--- Tâches à réaliser ---
a - Recopiez l'allocution en entier, sans y changer quoi que ce soit.
b - Dans la liste, reprenez uniquement les lignes qui vont de celle contenant « Place a dot on every instance of the man, one » jusqu'à la fin de la liste, bornes et consignes comprises. Décalez chaque coordonnée donnée en réponse en lui ajoutant 123, et laissez les images hors de votre réponse.

--- Extrait du document ---
+ + +

NOUVELLES: ALLOCUTIONS — DG PASCAL LAMY

Graduate School of Economics de Barcelone

 

Madame la Ministre,
Mesdames et Messieurs les professeurs,
Mesdames et Messieurs,

Je suis heureux d'être ici ce soir à l'occasion de l'ouverture de l'année académique de la Graduate School of Economics de Barcelone. Vous ne serez pas surpris si je vous dis que l'OMC suit avec grand intérêt une grande partie de ce que vous faites ici.

Permettez-moi de vous faire part d'un petit secret. Nos économistes ont été largement inspirés par vos travaux sur les rapports entre le commerce et la croissance lors de la préparation de notre Rapport sur le commerce mondial 2008, “Le commerce à l'heure de la mondialisation”. Ce rapport approfondit le rôle du commerce dans ce monde où tout est lié et analyse les défis rencontrés par les gouvernements soucieux de faire en sorte que le commerce apporte une plus grande prospérité aux citoyens de ce monde. Pourquoi ne pas vérifier le nombre de fois que vos enseignants sont cités dans cette publication désormais célèbre!

Vous ne serez donc pas étonnés que mes remarques ce soir aient pour thème principal le commerce international, ses bases économiques et ses réalités politiques. Deux faces d'une même médaille.

J'ai lu récemment que la crise financière et le ralentissement économique étaient à ce point au centre des préoccupations des décideurs et du public en général qu'il n'y avait plus de place dans les esprits pour s'inquiéter du commerce. Je pense que ce genre de cloisonnement témoigne d'une étroitesse de vues qui porte à méconnaître l'indissociabilité de tous les aspects de la gouvernance économique internationale.

+ + +

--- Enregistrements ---
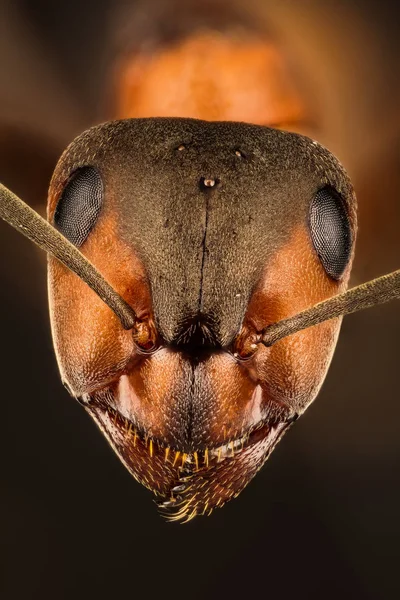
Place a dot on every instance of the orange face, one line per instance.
(194, 412)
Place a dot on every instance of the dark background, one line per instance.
(321, 520)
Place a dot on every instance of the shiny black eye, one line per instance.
(330, 231)
(80, 204)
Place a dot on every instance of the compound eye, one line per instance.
(330, 231)
(79, 206)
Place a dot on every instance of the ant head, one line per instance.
(210, 232)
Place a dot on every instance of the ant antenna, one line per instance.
(28, 222)
(377, 291)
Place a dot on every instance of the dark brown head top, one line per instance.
(210, 231)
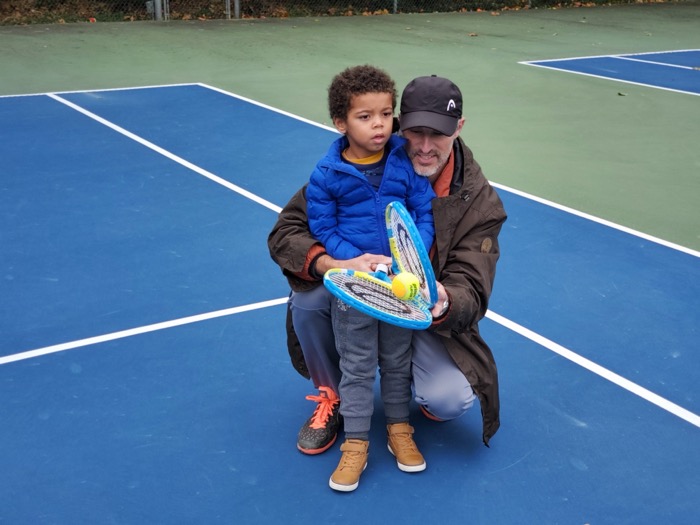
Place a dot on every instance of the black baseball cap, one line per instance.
(431, 102)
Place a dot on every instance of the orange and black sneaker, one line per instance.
(321, 429)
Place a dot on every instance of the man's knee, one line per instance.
(446, 400)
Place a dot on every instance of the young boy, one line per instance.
(363, 171)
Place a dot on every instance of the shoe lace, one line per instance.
(324, 410)
(352, 460)
(403, 441)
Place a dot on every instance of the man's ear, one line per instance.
(340, 124)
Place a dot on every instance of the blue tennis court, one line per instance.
(143, 366)
(671, 70)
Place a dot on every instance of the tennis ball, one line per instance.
(405, 286)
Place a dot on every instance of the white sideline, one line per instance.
(663, 403)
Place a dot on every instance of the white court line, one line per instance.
(137, 331)
(589, 365)
(626, 56)
(652, 62)
(168, 154)
(603, 222)
(554, 347)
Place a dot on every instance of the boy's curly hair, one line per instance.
(357, 80)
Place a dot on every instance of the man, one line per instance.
(451, 363)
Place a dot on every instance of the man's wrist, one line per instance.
(445, 308)
(320, 264)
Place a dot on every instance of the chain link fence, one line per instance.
(65, 11)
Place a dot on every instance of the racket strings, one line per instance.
(376, 295)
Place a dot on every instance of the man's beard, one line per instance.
(432, 170)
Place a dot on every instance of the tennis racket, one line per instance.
(370, 292)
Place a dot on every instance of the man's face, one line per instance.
(429, 150)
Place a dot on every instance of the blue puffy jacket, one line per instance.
(346, 213)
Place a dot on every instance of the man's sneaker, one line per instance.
(321, 429)
(402, 446)
(427, 413)
(353, 462)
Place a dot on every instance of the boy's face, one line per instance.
(367, 125)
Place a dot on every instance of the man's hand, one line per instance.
(442, 304)
(366, 262)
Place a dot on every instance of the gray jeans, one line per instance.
(363, 342)
(438, 384)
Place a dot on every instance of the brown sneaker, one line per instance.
(402, 446)
(346, 477)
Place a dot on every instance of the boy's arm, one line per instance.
(303, 259)
(290, 242)
(419, 204)
(322, 212)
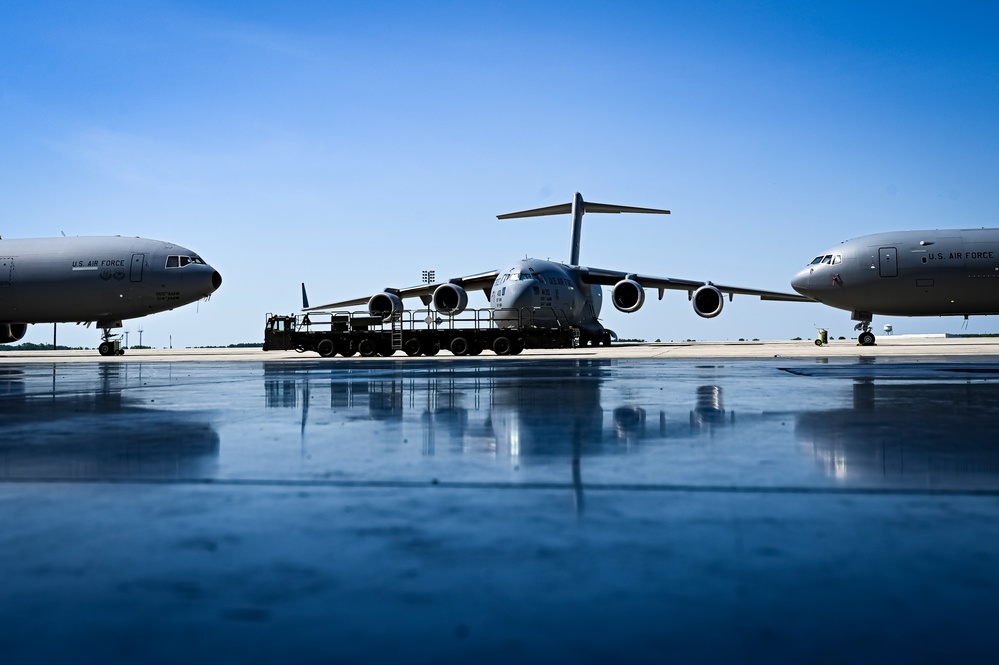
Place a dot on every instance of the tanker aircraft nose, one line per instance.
(800, 282)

+ + +

--- Réponses rédigées ---
a -
NOUVELLES: ALLOCUTIONS — DG PASCAL LAMY

Graduate School of Economics de Barcelone

 

Madame la Ministre,
Mesdames et Messieurs les professeurs,
Mesdames et Messieurs,

Je suis heureux d'être ici ce soir à l'occasion de l'ouverture de l'année académique de la Graduate School of Economics de Barcelone. Vous ne serez pas surpris si je vous dis que l'OMC suit avec grand intérêt une grande partie de ce que vous faites ici.

Permettez-moi de vous faire part d'un petit secret. Nos économistes ont été largement inspirés par vos travaux sur les rapports entre le commerce et la croissance lors de la préparation de notre Rapport sur le commerce mondial 2008, “Le commerce à l'heure de la mondialisation”. Ce rapport approfondit le rôle du commerce dans ce monde où tout est lié et analyse les défis rencontrés par les gouvernements soucieux de faire en sorte que le commerce apporte une plus grande prospérité aux citoyens de ce monde. Pourquoi ne pas vérifier le nombre de fois que vos enseignants sont cités dans cette publication désormais célèbre!

Vous ne serez donc pas étonnés que mes remarques ce soir aient pour thème principal le commerce international, ses bases économiques et ses réalités politiques. Deux faces d'une même médaille.

J'ai lu récemment que la crise financière et le ralentissement économique étaient à ce point au centre des préoccupations des décideurs et du public en général qu'il n'y avait plus de place dans les esprits pour s'inquiéter du commerce. Je pense que ce genre de cloisonnement témoigne d'une étroitesse de vues qui porte à méconnaître l'indissociabilité de tous les aspects de la gouvernance économique internationale.

b -
Place a dot on every instance of the man, one line per instance.
(574, 486)
Place a dot on every instance of the man's wrist, one line per instance.
(568, 431)
(443, 387)
Place a dot on every instance of the chain link fence, one line per instance.
(188, 134)
Place a dot on every instance of the racket strings, one line per instance.
(499, 418)
Place a dot on every instance of the man's beard, one line per instance.
(555, 293)
Place a dot on every instance of the tennis racket, one line per instance.
(493, 415)
Place a dot on every instance of the man's face, one line per instance.
(552, 273)
Place a dot on every instance of the blue puffy jacket, one line per instance.
(469, 336)
Place a dot on every instance of the man's sneaker, one line per instance.
(444, 552)
(525, 569)
(550, 536)
(476, 585)
Place a dot on every instance of the boy's face, one line per instance.
(490, 248)
Place a dot on every instance of the man's hand, one line per instance.
(565, 427)
(489, 385)
Place a dot on every instance of the gray jeans, one line per instance.
(486, 465)
(561, 507)
Place a dot on every instance of the brown sneaker, one line per instance.
(525, 569)
(469, 600)
Place a dot on every instance of the boy's arm, one line per instance.
(426, 382)
(413, 365)
(542, 327)
(445, 335)
Place a dot on every instance of the tanker aircraft nose, one line per instance.
(923, 405)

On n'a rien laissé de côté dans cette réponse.